◆ Excerpted text:
————
The EU is selling, but who’s buying? Poorva Karkare states in an article questioning the viability of the European Union’s Global Gateway initiative. Launched in 2021, the Global Gateway is a new European Strategy, seen as the push to regain influence in Africa.
The European Commission has explained the initiative as a strategy “to boost smart, clean and secure links in digital, energy and transport and strengthen health, education and research systems across the world. It stands for sustainable and trusted connections that work for people and the planet, to tackle the most pressing global challenges, from climate change and protecting the environment, to improving health security and boosting competitiveness and global supply chains.”
The Commission further states that Global Gateway aims to mobilise up to €300 billion in investments between 2021 and 2027 “to underpin a lasting global recovery, with consideration of partners’ needs and EU’s own interests.”
Months since the launch of the strategy, European and African leaders are this week meeting in the Belgian capital of Brussels and according to analysts, this will present a great opportunity for Europe to court Africa.
In an article headlined; ‘EU tempts Africa away from Chinese influence’ https://www.politico.eu/article/eu-tempts-africa-away-from-chinese-influence, online publication POLITICO states that Europe has seen an opportunity since the outbreak of the Coronavirus pandemic which saw China reducing its spending in Africa.
According to POLITICO, the European Commission has drafted a document listing projects to improve digital connectivity, build new transport links and accelerate the shift to lower-carbon energy sources as part of the bloc’s Global Gateway strategy. The website states that the strategy is a “geostrategic riposte to China’s own Belt and Road initiative (BRI).”
Questions abound over the capacity of the bloc to finance the strategy.
“It’s a good moment for Global Gateway. It’s clearly a good idea but we need to make sure that it’s properly funded in order to say with credibility that it’s living up to its promise to counter the Belt and Road,” POLITICO quotes Anna-Michelle Asimakopoulou, the vice chair of the European Parliament’s international trade committee.
However, the more pertinant question lingering over the strategy is whether EU member states will commit funding to the Global Gateway. The Chinese government has stood firm by its nationals seeking to establish ground in Africa and across the globe.
“If the EU wants to compete with China, it should identify new funding sources and make sure the European Investment Bank and other European public development banks and financial institutions can leverage more sustainable investment. The Global Gateway could provide a political push in this direction. But competing with China might not be of real added value for Europe,” states San Bilal, in an article on https://ecdpm.org/talking-points/eu-global-gateway-groundbreaking-initiative-smart-rebranding.
————
Point-per-instance localization listing:
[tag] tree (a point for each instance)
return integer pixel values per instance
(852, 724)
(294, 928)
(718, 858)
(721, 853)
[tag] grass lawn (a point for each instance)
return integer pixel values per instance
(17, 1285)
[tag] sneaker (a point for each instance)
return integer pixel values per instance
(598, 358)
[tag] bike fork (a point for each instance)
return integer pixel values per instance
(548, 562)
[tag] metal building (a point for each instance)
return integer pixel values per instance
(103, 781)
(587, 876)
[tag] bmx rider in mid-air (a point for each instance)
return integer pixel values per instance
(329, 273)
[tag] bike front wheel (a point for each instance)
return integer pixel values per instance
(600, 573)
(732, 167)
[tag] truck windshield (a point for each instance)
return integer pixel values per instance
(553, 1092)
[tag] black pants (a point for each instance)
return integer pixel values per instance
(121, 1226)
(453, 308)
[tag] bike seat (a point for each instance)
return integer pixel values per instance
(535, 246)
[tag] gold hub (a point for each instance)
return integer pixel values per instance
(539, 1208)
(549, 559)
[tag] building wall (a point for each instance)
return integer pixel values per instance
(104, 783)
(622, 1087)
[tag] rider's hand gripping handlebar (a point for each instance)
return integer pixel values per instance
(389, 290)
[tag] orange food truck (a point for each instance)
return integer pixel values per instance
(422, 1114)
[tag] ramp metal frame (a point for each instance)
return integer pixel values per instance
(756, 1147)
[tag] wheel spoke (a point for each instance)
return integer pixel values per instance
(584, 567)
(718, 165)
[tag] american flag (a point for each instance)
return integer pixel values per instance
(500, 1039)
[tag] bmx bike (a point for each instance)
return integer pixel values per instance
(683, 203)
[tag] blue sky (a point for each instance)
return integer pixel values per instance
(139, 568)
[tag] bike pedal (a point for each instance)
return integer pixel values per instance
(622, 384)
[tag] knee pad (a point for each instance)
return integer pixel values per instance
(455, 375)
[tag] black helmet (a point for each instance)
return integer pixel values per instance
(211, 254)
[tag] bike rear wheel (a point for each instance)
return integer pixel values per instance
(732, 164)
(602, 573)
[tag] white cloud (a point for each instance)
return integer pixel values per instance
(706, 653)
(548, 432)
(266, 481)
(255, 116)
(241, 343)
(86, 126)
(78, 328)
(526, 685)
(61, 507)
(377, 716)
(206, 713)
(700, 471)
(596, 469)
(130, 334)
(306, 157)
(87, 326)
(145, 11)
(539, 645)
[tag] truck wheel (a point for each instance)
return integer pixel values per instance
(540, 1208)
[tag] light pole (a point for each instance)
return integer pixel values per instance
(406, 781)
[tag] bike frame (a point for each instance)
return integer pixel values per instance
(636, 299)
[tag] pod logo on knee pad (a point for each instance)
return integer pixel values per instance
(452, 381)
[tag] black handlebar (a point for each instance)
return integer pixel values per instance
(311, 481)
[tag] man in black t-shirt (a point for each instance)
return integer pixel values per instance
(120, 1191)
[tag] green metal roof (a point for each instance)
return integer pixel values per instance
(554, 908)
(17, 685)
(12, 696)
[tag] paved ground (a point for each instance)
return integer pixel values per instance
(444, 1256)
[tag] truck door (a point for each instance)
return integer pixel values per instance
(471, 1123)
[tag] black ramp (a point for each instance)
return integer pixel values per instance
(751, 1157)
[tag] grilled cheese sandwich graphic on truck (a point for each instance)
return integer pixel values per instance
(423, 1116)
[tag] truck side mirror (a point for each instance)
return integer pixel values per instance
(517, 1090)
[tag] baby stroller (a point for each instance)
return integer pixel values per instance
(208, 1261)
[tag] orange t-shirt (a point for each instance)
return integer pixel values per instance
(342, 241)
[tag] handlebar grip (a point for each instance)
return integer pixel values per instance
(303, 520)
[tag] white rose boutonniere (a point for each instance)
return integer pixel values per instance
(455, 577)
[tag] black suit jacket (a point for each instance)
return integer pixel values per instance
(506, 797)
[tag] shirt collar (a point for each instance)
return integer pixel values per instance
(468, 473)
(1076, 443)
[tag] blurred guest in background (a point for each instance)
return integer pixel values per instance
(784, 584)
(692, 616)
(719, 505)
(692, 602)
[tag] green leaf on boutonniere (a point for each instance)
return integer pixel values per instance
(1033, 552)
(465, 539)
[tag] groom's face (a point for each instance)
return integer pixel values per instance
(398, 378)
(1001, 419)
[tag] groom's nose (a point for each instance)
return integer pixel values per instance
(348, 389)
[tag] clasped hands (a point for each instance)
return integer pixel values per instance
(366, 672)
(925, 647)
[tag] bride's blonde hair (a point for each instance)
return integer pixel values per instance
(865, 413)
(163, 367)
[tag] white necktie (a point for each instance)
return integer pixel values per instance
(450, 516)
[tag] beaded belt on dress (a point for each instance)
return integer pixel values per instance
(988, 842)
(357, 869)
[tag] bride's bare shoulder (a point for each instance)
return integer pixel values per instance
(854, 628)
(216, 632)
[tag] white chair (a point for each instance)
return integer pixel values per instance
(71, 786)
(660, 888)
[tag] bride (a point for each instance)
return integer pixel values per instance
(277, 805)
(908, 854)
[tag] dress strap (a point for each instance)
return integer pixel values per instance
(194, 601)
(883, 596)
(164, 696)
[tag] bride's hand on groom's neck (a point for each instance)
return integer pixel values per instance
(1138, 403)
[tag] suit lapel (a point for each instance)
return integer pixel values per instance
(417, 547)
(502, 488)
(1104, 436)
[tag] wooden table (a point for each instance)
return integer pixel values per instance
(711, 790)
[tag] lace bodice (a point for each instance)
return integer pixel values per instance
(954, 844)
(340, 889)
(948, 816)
————
◆ Task requirements:
A - According to the article on the EU's Global Gateway, how much investment does the initiative aim to mobilize between 2021 and 2027?
B - Write the next part of the article on the EU's Global Gateway, picking up after its final paragraph.

◆ Expected responses:
A - Up to €300 billion.

B -
Bilal further supposes that Europe might be better off adopting partnership approaches based on partner countries’ priorities and jointly mobilising investments.
Theodore Murphey, Africa director of the European Council on Foreign Relations is quoted by POLITICO stating: “If we want to make sure that we match China, we have to combine all EU initiatives, from both the EU institutions and EU countries to make sure that our footprint is greater than the sum of all parts.”
But besides the funding questions, the Global Gateway strategy is more than likely facing additional hurdles ahead. It is evident that the strategy shall not go without resistance both from Africa, where the Europeans seek to reestablish themselves, but also from China, whom they seek to uproot.
Analysts say China has made a pull back on its funding to Africa ever since the Corona pandemic, giving an opportunity for Europe to gain ground and take dominance. The China-Africa relations have been labelled a debt trap and it is not surprising that the Global Gateway was launched weeks after the Forum on China-Africa Cooperation (FOCAC) meeting last year, where Chinese President Xi Jinping pledged $40 billion worth of investments for Africa, a third less than previous commitments.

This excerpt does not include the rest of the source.